● **SET EXERCISE**
Print every entry word for word, but omit the pictures.

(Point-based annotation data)
- - - - -

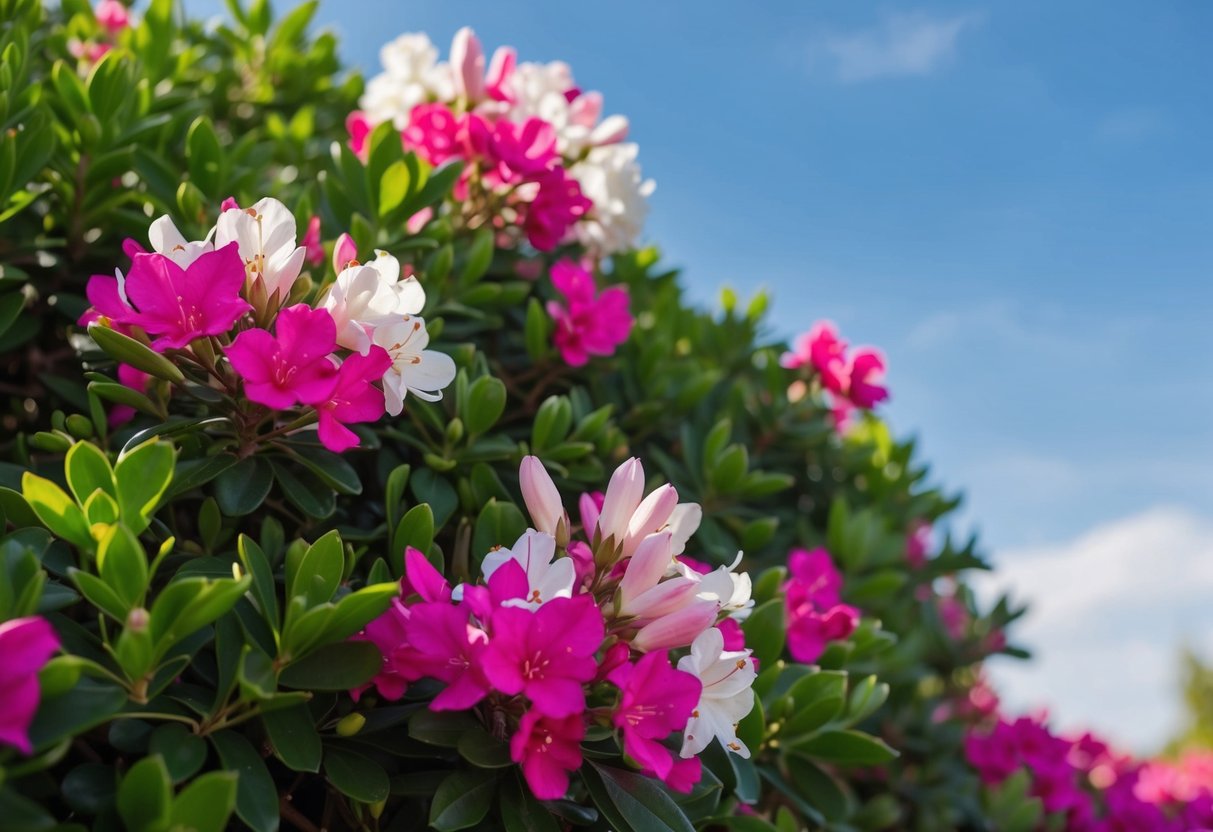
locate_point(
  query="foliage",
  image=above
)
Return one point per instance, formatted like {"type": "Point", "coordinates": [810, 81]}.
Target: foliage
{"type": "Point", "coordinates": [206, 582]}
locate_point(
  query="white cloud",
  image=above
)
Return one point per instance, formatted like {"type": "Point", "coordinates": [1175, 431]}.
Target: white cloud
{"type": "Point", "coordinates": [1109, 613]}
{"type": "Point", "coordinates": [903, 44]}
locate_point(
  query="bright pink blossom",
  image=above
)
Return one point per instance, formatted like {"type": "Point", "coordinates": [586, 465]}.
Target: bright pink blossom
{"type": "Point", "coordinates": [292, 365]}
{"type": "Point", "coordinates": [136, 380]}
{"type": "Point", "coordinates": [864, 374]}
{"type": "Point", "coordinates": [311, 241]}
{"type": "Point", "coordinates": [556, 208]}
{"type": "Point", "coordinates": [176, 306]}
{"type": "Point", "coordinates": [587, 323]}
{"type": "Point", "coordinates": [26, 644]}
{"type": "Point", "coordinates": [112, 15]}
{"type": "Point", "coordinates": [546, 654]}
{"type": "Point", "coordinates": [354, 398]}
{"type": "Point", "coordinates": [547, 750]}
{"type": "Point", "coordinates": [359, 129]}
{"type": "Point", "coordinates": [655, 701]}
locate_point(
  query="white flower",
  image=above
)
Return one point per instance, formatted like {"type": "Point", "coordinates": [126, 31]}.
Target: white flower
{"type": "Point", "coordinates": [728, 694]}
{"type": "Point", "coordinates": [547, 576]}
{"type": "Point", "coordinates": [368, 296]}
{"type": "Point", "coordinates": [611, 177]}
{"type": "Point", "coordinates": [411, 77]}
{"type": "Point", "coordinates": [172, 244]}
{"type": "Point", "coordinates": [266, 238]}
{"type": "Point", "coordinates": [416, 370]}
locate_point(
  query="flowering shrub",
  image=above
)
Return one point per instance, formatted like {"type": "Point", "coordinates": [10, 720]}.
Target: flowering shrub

- - - - -

● **FINAL RESULT**
locate_point(
  query="foliage",
  image=above
)
Return one point per instance, formatted like {"type": "Point", "coordinates": [810, 81]}.
Target: foliage
{"type": "Point", "coordinates": [206, 582]}
locate_point(
  query="white cloud",
  image=above
)
Return one point per instance, formatted like {"type": "Point", "coordinates": [1175, 431]}.
Target: white cloud
{"type": "Point", "coordinates": [1109, 613]}
{"type": "Point", "coordinates": [903, 44]}
locate_point(
  query="bright pink blossom",
  image=above
)
Return one point per instance, formatted like {"type": "Point", "coordinates": [586, 465]}.
Target: bright pink blossom
{"type": "Point", "coordinates": [292, 365]}
{"type": "Point", "coordinates": [136, 380]}
{"type": "Point", "coordinates": [864, 374]}
{"type": "Point", "coordinates": [311, 241]}
{"type": "Point", "coordinates": [556, 208]}
{"type": "Point", "coordinates": [176, 306]}
{"type": "Point", "coordinates": [587, 323]}
{"type": "Point", "coordinates": [26, 644]}
{"type": "Point", "coordinates": [112, 15]}
{"type": "Point", "coordinates": [546, 654]}
{"type": "Point", "coordinates": [354, 398]}
{"type": "Point", "coordinates": [547, 750]}
{"type": "Point", "coordinates": [359, 129]}
{"type": "Point", "coordinates": [655, 701]}
locate_point(
  query="white flower",
  image=above
)
Return one point per instance, formatted like {"type": "Point", "coordinates": [126, 31]}.
Target: white flower
{"type": "Point", "coordinates": [728, 694]}
{"type": "Point", "coordinates": [547, 576]}
{"type": "Point", "coordinates": [368, 296]}
{"type": "Point", "coordinates": [611, 177]}
{"type": "Point", "coordinates": [411, 77]}
{"type": "Point", "coordinates": [172, 244]}
{"type": "Point", "coordinates": [266, 238]}
{"type": "Point", "coordinates": [416, 370]}
locate_point(
  query="flowering shrub",
  image=above
)
Return one point per instance, formatted like {"type": "Point", "coordinates": [10, 720]}.
Target: flowering shrub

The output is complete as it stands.